Written request A: Repeat word for word the passage of the economic outlook text starting at "Our cyclical baseline" and ending at "but what’s next?".

Our cyclical baseline forecast through 2017 is for a continuous global economic expansion, mostly supportive monetary and fiscal policies and broadly range-bound markets. However, we are concerned about risks lurking beneath the surface, especially in the context of asset prices that in many cases appear stretched. The recent bout of market volatility that followed sedated summer trading may be a guide to what lies ahead: occasional regime switches between periods of relative calm (supported by benign macroeconomic data and sedative monetary policy) and periods of rising volatility and uncertainty caused by … “whatever.” This is why we favor a more cautious portfolio positioning despite our relatively benign baseline macro outlook, in line with our “Stable But Not Secure” secular theme.

Calmer C’s have arrived, but what’s next?

When PIMCO’s investment professionals gathered earlier this month for our September Cyclical Forum, the macro and market backdrop was very different from the one before our previous Cyclical Forum in March. Back then, recession fears were still lingering after the sell-off in risk assets earlier in the year, a sharp slowing of the U.S. economy, and concerns about China and the emerging market commodity complex. Yet, we decided to dismiss the recession fears and coalesced around a cautiously optimistic cyclical outlook for 2016 (see “Calmer C’s Ahead? China, Commodities and Central Banks Dominate the Global Outlook ”).

Records for this exercise:
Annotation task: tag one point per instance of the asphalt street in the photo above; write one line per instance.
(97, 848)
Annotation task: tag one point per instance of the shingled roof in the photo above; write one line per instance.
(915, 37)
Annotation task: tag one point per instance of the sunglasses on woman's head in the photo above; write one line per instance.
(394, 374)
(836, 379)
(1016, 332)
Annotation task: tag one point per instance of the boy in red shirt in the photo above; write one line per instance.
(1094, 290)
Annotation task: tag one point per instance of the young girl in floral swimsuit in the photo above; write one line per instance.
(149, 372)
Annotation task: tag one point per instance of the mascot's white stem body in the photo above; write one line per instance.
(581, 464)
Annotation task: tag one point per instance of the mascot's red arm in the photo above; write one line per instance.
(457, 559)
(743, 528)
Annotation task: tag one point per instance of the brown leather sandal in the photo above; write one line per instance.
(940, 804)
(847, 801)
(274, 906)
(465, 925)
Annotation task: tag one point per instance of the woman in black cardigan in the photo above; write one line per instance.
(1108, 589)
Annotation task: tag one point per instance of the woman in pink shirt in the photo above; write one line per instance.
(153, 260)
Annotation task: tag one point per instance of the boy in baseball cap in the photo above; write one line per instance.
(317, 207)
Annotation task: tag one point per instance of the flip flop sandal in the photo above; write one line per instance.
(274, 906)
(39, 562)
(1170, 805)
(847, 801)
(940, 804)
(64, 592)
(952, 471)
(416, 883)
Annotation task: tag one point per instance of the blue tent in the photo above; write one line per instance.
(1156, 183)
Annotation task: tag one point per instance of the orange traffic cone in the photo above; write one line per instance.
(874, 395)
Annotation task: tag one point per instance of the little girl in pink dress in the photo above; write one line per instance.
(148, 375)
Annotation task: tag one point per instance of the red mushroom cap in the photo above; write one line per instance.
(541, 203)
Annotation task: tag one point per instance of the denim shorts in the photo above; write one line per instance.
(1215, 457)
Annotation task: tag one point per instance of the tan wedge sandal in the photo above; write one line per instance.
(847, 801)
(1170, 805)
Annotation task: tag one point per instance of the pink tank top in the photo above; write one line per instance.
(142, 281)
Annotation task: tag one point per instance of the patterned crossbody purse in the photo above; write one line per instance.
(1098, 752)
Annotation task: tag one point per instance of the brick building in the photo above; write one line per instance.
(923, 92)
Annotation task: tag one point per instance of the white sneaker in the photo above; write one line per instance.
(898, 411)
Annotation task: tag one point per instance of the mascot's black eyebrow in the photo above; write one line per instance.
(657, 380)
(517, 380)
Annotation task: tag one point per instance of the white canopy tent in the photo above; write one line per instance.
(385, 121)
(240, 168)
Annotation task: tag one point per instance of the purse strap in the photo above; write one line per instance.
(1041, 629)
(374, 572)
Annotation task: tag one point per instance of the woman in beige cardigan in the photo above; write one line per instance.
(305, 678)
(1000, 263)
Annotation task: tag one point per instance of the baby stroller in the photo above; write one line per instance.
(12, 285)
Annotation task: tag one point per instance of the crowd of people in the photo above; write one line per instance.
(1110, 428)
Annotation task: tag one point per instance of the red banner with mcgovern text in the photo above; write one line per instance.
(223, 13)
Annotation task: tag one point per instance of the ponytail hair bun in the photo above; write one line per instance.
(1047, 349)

==

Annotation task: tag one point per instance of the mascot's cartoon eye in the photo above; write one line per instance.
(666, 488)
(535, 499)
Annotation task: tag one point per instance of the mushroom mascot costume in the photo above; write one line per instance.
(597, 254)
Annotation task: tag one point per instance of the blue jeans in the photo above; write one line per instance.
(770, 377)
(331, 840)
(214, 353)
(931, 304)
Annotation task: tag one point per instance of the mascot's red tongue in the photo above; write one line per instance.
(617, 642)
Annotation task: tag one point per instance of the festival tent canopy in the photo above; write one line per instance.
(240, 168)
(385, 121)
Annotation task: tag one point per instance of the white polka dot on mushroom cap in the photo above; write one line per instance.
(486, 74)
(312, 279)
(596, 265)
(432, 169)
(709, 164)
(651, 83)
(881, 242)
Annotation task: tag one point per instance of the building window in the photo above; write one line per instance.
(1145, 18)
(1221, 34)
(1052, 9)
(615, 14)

...

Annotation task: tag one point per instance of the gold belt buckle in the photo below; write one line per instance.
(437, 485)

Written request B: Present the entries starting at the line containing "Annotation task: tag one point per instance of the ponytail" and ending at the line containing "(1047, 349)" as a Markdown table with the columns Row and Entry. Put one line in each row and skip blank lines.

Exercise solution A:
Our cyclical baseline forecast through 2017 is for a continuous global economic expansion, mostly supportive monetary and fiscal policies and broadly range-bound markets. However, we are concerned about risks lurking beneath the surface, especially in the context of asset prices that in many cases appear stretched. The recent bout of market volatility that followed sedated summer trading may be a guide to what lies ahead: occasional regime switches between periods of relative calm (supported by benign macroeconomic data and sedative monetary policy) and periods of rising volatility and uncertainty caused by … “whatever.” This is why we favor a more cautious portfolio positioning despite our relatively benign baseline macro outlook, in line with our “Stable But Not Secure” secular theme.

Calmer C’s have arrived, but what’s next?

Exercise solution B:
| Row | Entry |
|---|---|
| 1 | Annotation task: tag one point per instance of the ponytail hair bun in the photo above; write one line per instance. |
| 2 | (1047, 349) |